===== TEXT EXCERPT =====

CKCU-FM is a Canadian community-based campus radio station, broadcasting at 93.1 FM in Ottawa, and offering live and archived on-demand audio streams from its website. The station broadcasts 24 hours per day, 365 days per year.

The station's studios are located on the campus of Carleton University, on the fifth floor of the University Centre building. The station's signal is radiated from the Ryan Tower in the Gatineau Hills, along with most of Ottawa's other private and public radio stations, meaning that it enjoys full broadcast power and a listening area with a radius of 100 km.

History
CKCU Radio Carleton is Canada's oldest community-based campus radio station. On May 22, 1973, Carleton University Association Inc. was granted a licence from the CRTC to operate a carrier current AM station, operating on 670 kHz with power of only 16 watts. Its first broadcast at 93.1 FM on November 14, 1975 when it played Joni Mitchell's You Turn Me On, I'm a Radio.  CKCU broadcasts live 24 hours a day to a 100 km radius on FM 93.1.

CKCU airs over 100 different shows each week, including programs in 14 languages. The schedule includes both general and specialty music programs, public affairs and spoken word programming, and features many shows with a topical or international flavour.  Some shows feature live in-studio performances by local artists. CKCU actively supports, sponsors and promotes local independent musicians, venues, concerts and festivals.

Volunteers from the campus and community program and host all shows. Often dubbed the mighty 93 by devotees, CKCU has a freeform format that allows the hosts to pick all the music played, and has many community programs.

The listener-supported station has an annual funding drive in late October and early November, to raise money for its annual operating budget. In 2018, this raised over $140,000. Further money is raised from university student levies, along with revenue from advertisers and sponsors. The station self-produces much of the advertising material it carries, giving the advertising a campus flavour popular with listeners.

Each March break and several times during the summer, CKCU runs a unique Radio Camp for kids ages 10–14. The camp has been growing in popularity since 2001 and features a live two-hour kids broadcast.

CKCU-FM was included amongst other architecturally interesting and historically significant buildings in Doors Open Ottawa.

On July 3, 2020, a construction mishap knocked down the tower at CKCU-FM's building. The mishap severed the link between the studio and the transmitter site rendering the station silent. 
 The station was back on the air a month later <ref>https://charlatan.ca/2020/08/05/ckcu-returns-to-air-after-longest-ever-broadcast-disruption/<ref>. In the interim CKCU-FM audio was available to listen online over the internet.

=====

EXERCISE SET
a - Reproduce every one of the records word for word, leaving the pictures out.
b - Write what comes next in the article on CKCU-FM, picking up right after its last sentence.
The article on CKCU-FM and the records come from separate sources.

===== SUPPLIED DATA =====

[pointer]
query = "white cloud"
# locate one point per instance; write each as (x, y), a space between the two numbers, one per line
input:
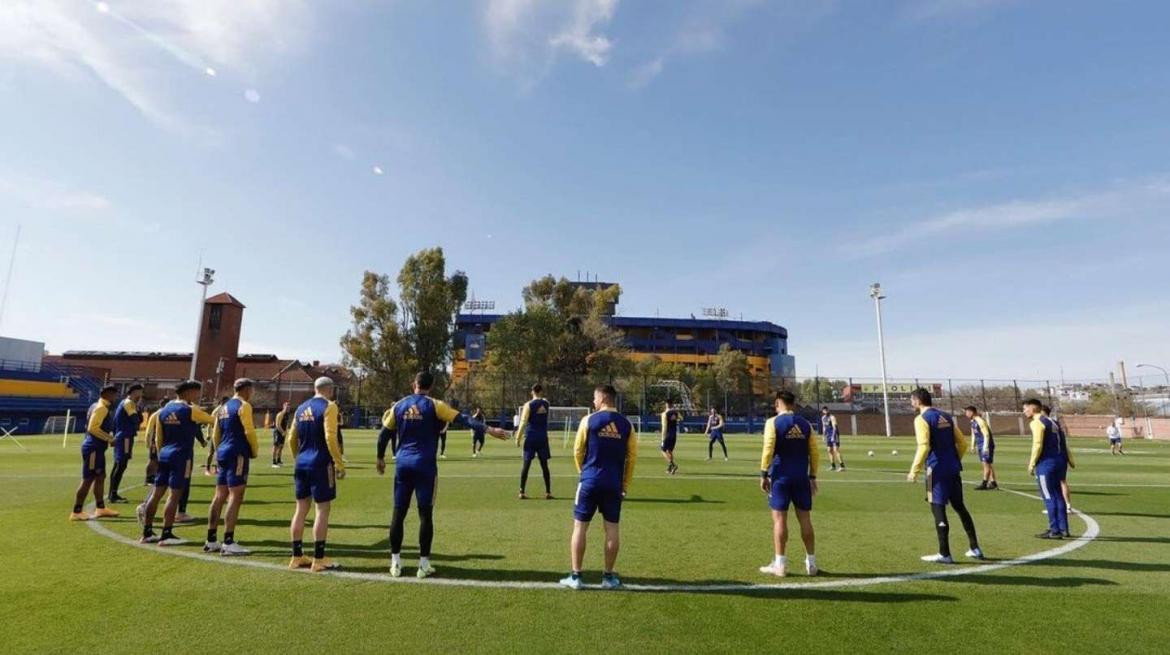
(525, 36)
(45, 194)
(122, 46)
(1112, 204)
(928, 9)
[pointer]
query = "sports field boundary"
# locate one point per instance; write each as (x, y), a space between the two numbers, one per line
(1092, 530)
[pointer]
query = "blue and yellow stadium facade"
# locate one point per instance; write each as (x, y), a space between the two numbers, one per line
(693, 342)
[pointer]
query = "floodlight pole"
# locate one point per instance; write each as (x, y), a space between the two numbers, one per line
(875, 294)
(205, 282)
(1167, 391)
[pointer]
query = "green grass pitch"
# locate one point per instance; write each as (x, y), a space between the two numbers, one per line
(70, 588)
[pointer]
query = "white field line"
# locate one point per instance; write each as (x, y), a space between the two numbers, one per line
(1091, 532)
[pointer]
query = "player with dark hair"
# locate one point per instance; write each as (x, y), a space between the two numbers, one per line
(477, 433)
(941, 448)
(832, 439)
(417, 420)
(312, 441)
(670, 419)
(605, 452)
(984, 445)
(534, 433)
(1048, 462)
(179, 425)
(98, 436)
(787, 474)
(234, 441)
(126, 421)
(280, 433)
(714, 432)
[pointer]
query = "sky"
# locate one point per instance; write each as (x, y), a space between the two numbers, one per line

=====

ANSWERS IN ORDER
a -
[pointer]
query = "white cloud"
# locate one point per instance; write each as (x, y), a space between the two numbers, one per line
input:
(525, 36)
(45, 194)
(122, 46)
(1112, 204)
(928, 9)
[pointer]
query = "sports field boundary"
# locate one point per instance; write each as (x, y), a space between the two numbers, one per line
(1092, 530)
[pointer]
query = "blue and yellow stadium facade"
# locate one point per instance; write each as (x, y), a space between the two numbers, one per line
(693, 342)
[pointer]
query = "floodlight pole"
# locate one point per instance; write each as (x, y), a space between the two numbers, one per line
(875, 294)
(205, 282)
(1167, 391)
[pointer]
query = "green grass pitch"
# locate one point per instance; write each as (x, y), a space between the two numbers, one per line
(70, 588)
[pointer]
query = "white field line"
# locate one point per instance; write each as (x, y), a space between the two numbers, one per line
(1091, 532)
[pointer]
query = "player with dark hair"
# locate one point per instance; write each as (x, y), a space between the two numbers, one per line
(477, 433)
(941, 448)
(832, 439)
(417, 420)
(312, 441)
(670, 419)
(605, 452)
(984, 445)
(534, 433)
(1048, 462)
(179, 425)
(98, 436)
(787, 474)
(234, 441)
(126, 421)
(280, 433)
(714, 432)
[pointer]
query = "sky"
# locate one point per instance; write each as (x, y), a space between the two numbers, one per line

b -
Selected programs (Currently on)
The Back 40 - A program of traditional country, western, and bluegrass music.
Both Kinds of Music
Black & Blues
Canadian Spaces - A folk/roots/acoustic music show which has aired since 1980.
Earthgauge - environmental news and interviews hosted and produced by Mark Brooks.
Friday Morning Cartunes - Hosted by John Westhaver, of Birdman Sound fame.
In a Mellow Tone - A jazz program heard every Wednesday from 9 to 11pm.
The Filibuster - A political music/news show which airs every Monday morning at 9:00am 
The Red Zone - A weekly program dedicated to sports talk radio. Hosts debates and special features on a regular basis.
An Indian Morning - Hosted by Harsha Dehejia and Kishore Sampat, the show focuses on the music of India, including folk, classical and devotional and film music.
Special Blend - A morning show which airs weekdays from 7 to 10a.m., the show follows a talk/music format with a focus on current affairs, particularly news stories of local interest.
CKCU Literary News - An internet-based broadcasting service of CKCU-FM, affiliated with Carleton University in Ottawa. This service includes Literatures in Europe Today, Les actualités littéraires dans le monde francophone, hosted by Hans G. Ruprecht, alternating with Das Literarische Echo, co-hosted by Hans G. Ruprecht and Helmut Zobl.
Reggae in the Fields - hosted by Junior Smith, Saturdays, 3–5:30pm. Canada's longest-running radio program.
Swing Is in the Air - A weekly swing and mainstream jazz program.
This Island Earth - A world music program heard every Sunday from 1 to 4pm EST and hosted by the This Island Earth Collective.
Turn Up The Radio
Vintage Love
Whatever's Cool With Me - A general music show.
Barrio Latino - Latin Music Friday 6pm to 8pm
Heatwave hosted by Massive Vibes & Selecta Dri Dri.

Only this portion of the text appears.